§ TEXT
Segment Open
Warren Ellis described it as an "evocation/invocation of a specific area... Highbury, in London" in the same mould as the group's initial, self-titled working. It comprises

"eight monologues" which "excavat[e] the bland face of Highbury to raise up its forgotten secrets, pains and glories. Art as archaeology; he raises the horse goddess worshipped by the Romans when Highbury was a garrison of the empire, and also the horse that fell into the pit on that spot and died when sewers were being dug over a thousand years later: Joe Meek, the troubled Phil Spector of England, and Aleister Crowley, the untroubled Great Beast of Cefalu.

====The RE: label====
Starting with the CD release of The Highbury Working, the Moon & Serpent group (Moore & Perkins)'s CDs were released on ex-Siouxsie and the Banshees songwriter and co-founder Steven Severin's record label RE: (1998–2003). Founded in 1998, RE: was Severin's independent label created primarily to "release 3 solo albums of commissioned music" Having released three albums (1998–2000), Severin "concentrated on developing the label by bringing on board the inestimable talents of comics legend, Alan Moore... [releasing] 3 spoken word albums by Alan Moore in collaboration with his musical partner, Tim Perkins."

Severin's RE: label released a number of diverse CDs over its five-year life, including three by the Moon & Serpent collective/Moore & Perkins.

A limited-edition print of the CD cover by John Coulthart was also sold.

===Snakes and Ladders===
Performed on 10 April 1999 at Conway Hall in Red Lion Square at a meeting of the Hermetic Order of the Golden Dawn by Moore, with music by Tim Perkins. It explored the local area and its magical associations, and dealt particularly with the disinterment of Oliver Cromwell and Elizabeth Siddell, and Arthur Machen's visionary experiences.

In 2001, it was adapted into comic-form by frequent collaborator Eddie Campbell, and in 2006. This was reprinted as part of the pair's A Disease of Language.

A CD – the collective's fifth – was released in 2003 by RE: (RE:CD05).

A comic book by Eddie Campbell giving a pictorial interpretation was published in 2001.

===Angel Passage===
This was performed on 2 February 2001 at The Purcell rooms as part of the "Tygers of Wrath" evening of readings and performances celebrating the life of William Blake. Moore and Perkins performed alongside Jah Wobble and Billy Bragg.

==CD releases==
Five recorded versions of the groups performances have been released to date. Since 2000, these have been on the RE: label. In order of release, they are:
- The Birth Caul (Charm [CHARRMCD22], 1996)
- The Moon and Serpent Grand Egyptian Theatre of Marvels (Cleopatra [CLEO 96882], 1996)
Segment Closed
§ DATASET RECORDS
Segment Open
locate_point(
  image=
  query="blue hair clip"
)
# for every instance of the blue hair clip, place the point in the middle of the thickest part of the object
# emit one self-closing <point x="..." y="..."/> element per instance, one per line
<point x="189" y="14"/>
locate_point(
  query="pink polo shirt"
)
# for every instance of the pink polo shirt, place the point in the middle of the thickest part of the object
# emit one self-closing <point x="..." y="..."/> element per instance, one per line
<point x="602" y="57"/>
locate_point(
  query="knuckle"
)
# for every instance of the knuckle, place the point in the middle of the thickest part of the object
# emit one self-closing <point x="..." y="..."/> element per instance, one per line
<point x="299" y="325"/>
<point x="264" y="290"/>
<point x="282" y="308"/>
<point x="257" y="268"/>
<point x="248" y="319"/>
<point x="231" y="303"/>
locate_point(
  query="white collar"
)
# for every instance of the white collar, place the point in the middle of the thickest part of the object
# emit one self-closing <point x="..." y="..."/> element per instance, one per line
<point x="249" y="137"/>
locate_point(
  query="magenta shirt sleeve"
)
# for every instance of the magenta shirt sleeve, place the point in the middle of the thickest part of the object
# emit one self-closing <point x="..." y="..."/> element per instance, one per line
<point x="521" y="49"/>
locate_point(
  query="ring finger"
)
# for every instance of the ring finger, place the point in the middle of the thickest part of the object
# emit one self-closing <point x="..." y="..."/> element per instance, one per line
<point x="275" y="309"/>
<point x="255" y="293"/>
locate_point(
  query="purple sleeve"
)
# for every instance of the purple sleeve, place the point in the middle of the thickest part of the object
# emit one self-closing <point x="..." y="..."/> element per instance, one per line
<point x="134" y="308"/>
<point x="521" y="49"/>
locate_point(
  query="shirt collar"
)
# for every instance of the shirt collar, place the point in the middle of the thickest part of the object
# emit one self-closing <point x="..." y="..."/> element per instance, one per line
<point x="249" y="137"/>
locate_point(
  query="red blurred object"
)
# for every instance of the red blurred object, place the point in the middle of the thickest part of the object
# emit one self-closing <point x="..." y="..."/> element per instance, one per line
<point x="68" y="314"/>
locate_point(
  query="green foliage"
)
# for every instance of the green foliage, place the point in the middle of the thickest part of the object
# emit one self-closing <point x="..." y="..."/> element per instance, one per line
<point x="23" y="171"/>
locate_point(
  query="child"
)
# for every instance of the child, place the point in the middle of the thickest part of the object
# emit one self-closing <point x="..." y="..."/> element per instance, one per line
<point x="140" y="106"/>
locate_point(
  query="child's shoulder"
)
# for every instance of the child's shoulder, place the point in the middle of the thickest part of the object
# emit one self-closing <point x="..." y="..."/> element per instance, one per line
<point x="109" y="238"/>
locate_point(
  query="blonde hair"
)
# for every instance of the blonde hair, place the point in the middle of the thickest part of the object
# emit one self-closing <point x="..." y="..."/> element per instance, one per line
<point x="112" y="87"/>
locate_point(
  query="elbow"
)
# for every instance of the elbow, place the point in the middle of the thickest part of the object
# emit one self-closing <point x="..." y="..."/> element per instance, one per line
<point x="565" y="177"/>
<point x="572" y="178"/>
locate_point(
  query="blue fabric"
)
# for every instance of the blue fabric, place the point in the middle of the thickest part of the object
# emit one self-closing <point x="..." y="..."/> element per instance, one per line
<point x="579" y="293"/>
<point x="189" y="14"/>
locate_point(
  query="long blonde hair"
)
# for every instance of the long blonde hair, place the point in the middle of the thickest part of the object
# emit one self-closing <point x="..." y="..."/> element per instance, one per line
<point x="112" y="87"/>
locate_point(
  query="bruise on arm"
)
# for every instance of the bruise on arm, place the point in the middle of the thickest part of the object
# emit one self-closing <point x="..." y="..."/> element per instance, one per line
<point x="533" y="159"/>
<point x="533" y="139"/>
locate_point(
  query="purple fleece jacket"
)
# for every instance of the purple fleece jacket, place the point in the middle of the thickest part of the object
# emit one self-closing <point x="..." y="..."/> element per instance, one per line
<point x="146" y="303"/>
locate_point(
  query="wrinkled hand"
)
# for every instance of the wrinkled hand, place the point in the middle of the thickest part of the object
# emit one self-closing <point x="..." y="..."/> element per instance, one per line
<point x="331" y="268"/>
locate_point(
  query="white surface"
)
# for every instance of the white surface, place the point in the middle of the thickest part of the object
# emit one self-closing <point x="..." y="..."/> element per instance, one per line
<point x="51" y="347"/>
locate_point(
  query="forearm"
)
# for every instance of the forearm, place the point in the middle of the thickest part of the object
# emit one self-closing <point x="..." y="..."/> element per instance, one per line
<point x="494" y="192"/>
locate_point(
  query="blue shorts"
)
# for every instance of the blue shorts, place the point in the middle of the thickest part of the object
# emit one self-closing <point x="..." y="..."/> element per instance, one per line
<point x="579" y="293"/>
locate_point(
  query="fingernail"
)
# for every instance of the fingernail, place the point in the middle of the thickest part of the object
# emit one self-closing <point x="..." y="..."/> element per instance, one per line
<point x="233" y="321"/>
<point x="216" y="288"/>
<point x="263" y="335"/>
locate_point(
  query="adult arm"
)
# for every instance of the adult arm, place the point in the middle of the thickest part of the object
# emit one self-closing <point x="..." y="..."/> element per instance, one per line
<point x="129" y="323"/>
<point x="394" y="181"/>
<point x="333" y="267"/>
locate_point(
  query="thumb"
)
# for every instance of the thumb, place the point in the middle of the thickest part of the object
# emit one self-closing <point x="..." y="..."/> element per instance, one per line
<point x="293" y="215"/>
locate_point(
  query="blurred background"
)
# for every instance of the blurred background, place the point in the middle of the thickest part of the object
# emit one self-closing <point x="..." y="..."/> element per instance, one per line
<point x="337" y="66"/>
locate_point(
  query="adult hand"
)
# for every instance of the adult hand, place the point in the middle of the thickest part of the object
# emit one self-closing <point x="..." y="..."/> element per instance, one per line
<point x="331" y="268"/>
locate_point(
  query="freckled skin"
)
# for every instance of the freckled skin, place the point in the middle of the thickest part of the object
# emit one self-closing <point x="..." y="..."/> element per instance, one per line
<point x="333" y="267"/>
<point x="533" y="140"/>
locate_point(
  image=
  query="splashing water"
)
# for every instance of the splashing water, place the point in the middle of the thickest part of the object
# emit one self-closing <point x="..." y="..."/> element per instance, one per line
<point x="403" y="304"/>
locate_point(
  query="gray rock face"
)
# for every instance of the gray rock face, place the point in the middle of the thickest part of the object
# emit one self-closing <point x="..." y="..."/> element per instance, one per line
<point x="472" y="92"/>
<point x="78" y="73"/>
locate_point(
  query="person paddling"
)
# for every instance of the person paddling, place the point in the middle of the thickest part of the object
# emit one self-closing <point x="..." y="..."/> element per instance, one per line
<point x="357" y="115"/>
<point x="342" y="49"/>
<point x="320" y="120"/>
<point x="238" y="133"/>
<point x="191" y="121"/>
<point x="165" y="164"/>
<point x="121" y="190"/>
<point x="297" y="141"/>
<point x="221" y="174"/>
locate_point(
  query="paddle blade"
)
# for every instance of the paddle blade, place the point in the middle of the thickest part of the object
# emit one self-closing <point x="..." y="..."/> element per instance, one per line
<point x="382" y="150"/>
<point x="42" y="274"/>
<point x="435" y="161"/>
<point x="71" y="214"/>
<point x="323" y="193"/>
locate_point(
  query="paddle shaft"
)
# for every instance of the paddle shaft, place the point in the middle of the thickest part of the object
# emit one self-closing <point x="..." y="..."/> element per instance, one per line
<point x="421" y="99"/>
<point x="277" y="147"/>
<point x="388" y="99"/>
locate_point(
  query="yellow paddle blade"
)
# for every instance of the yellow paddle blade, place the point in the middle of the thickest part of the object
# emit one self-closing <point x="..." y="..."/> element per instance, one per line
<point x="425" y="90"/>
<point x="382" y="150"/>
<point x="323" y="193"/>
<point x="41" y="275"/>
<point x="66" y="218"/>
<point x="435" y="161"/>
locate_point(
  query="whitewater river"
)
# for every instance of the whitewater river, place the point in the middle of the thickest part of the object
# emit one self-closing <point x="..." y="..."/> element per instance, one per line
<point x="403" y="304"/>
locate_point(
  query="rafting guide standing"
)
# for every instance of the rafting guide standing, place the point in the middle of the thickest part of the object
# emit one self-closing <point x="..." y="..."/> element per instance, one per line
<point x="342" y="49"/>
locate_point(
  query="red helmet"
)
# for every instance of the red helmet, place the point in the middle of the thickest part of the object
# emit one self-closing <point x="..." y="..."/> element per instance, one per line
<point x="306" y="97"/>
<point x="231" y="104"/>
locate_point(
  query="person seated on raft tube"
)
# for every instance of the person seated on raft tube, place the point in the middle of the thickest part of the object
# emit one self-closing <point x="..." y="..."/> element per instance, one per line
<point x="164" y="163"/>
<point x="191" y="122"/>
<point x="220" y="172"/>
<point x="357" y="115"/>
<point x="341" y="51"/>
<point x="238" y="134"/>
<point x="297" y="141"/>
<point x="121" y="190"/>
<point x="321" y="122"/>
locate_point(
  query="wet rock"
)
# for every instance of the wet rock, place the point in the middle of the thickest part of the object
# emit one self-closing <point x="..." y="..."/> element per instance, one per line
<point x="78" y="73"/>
Segment Closed
§ WORK ORDER A
Answer the following questions using the Moon & Serpent text.
(i) On what date and at what venue was Snakes and Ladders performed?
(ii) Who created the limited-edition print of the CD cover?
(iii) Alongside which performers did Moore and Perkins perform Angel Passage?
§ WORK ORDER B
Condense the paragraph of the Moon & Serpent text beginning "Starting with the CD release of The Highbury Working" into a shorter version that keeps its main facts.
§ WORK ORDER C
Retype the passage of the Moon & Serpent text from "A CD – the collective's" up to and including "and Billy Bragg.".

§ TASK SOLUTION A
(i) It was performed on 10 April 1999 at Conway Hall in Red Lion Square.
(ii) John Coulthart created it.
(iii) They performed alongside Jah Wobble and Billy Bragg.

§ TASK SOLUTION B
From the CD release of The Highbury Working onward, the CDs of the Moon & Serpent group (Moore & Perkins) appeared on RE:, the independent label of Steven Severin, former songwriter and co-founder of Siouxsie and the Banshees. Severin founded RE: in 1998, mainly to release three solo albums of commissioned music. After releasing those three albums (1998–2000), he developed the label by bringing in Alan Moore. RE: then released three spoken word albums by Moore in collaboration with his musical partner, Tim Perkins. The label operated from 1998 to 2003.

§ TASK SOLUTION C
A CD – the collective's fifth – was released in 2003 by RE: (RE:CD05).

A comic book by Eddie Campbell giving a pictorial interpretation was published in 2001.

===Angel Passage===
This was performed on 2 February 2001 at The Purcell rooms as part of the "Tygers of Wrath" evening of readings and performances celebrating the life of William Blake. Moore and Perkins performed alongside Jah Wobble and Billy Bragg.